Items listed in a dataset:
* begin *
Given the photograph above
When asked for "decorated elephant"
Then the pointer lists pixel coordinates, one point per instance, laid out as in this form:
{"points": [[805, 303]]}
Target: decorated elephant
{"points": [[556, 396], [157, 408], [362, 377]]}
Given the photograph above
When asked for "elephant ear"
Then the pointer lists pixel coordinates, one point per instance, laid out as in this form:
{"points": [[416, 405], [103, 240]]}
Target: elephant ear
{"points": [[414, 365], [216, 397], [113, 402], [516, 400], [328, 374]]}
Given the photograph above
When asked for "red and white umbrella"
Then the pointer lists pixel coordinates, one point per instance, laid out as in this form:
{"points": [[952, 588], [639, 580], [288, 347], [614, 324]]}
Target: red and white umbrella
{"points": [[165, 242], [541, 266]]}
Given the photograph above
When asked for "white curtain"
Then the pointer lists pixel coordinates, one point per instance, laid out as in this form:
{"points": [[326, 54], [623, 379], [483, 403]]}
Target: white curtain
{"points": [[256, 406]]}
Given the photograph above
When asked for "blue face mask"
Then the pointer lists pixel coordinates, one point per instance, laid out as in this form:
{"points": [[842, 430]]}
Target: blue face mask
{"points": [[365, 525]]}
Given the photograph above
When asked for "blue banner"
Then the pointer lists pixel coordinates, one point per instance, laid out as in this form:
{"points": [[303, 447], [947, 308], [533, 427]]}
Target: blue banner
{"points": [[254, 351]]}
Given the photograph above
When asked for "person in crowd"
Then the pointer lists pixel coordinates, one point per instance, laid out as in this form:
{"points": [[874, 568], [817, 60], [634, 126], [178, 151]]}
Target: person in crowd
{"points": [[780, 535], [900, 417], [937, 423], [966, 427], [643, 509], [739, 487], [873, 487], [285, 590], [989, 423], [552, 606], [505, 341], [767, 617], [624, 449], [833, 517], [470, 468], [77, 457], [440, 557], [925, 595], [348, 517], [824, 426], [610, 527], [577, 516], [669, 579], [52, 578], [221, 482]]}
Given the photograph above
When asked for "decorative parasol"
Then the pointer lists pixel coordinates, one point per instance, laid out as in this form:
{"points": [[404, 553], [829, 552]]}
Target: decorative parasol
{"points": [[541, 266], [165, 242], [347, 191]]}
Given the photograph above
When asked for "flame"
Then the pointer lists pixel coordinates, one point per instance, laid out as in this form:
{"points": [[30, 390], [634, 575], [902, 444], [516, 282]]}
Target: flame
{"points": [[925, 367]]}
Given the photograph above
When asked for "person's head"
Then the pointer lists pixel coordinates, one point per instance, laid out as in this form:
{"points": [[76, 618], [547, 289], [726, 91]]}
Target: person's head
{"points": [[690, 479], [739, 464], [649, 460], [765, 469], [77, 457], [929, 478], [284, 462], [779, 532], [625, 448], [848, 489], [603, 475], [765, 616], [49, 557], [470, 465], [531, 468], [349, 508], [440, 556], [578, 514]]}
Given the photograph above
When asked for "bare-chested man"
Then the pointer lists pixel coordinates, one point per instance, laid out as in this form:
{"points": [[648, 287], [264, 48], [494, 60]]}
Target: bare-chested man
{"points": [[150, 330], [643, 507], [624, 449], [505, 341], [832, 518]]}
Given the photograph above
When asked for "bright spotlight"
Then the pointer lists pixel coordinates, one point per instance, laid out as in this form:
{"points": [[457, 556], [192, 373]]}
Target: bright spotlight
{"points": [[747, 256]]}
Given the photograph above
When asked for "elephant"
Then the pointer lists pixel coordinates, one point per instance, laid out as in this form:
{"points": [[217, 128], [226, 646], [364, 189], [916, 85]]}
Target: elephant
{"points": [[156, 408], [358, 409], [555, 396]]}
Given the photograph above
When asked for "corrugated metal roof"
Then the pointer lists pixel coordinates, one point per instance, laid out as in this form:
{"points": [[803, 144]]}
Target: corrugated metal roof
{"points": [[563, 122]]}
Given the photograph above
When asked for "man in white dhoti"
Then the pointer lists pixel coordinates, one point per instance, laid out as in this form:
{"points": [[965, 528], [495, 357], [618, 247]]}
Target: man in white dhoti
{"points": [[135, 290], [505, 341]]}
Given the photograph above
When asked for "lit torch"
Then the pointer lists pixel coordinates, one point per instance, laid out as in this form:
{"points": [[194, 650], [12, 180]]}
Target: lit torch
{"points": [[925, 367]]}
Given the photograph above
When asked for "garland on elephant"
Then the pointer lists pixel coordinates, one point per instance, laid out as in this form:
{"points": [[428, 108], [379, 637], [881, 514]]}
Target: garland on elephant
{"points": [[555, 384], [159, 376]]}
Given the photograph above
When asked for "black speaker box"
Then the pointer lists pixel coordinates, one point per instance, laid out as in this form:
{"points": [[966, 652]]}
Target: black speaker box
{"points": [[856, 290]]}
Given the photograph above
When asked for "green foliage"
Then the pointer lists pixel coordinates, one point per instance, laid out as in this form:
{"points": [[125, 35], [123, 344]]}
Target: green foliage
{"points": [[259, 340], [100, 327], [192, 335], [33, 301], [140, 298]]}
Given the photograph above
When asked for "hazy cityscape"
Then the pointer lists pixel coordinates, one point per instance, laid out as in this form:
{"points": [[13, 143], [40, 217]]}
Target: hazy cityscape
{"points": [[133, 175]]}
* end *
Work to be completed:
Show every line of the material above that contains the string "decorative", matching case exactly.

Output of the exercise:
When asked for "decorative parasol"
Target: decorative parasol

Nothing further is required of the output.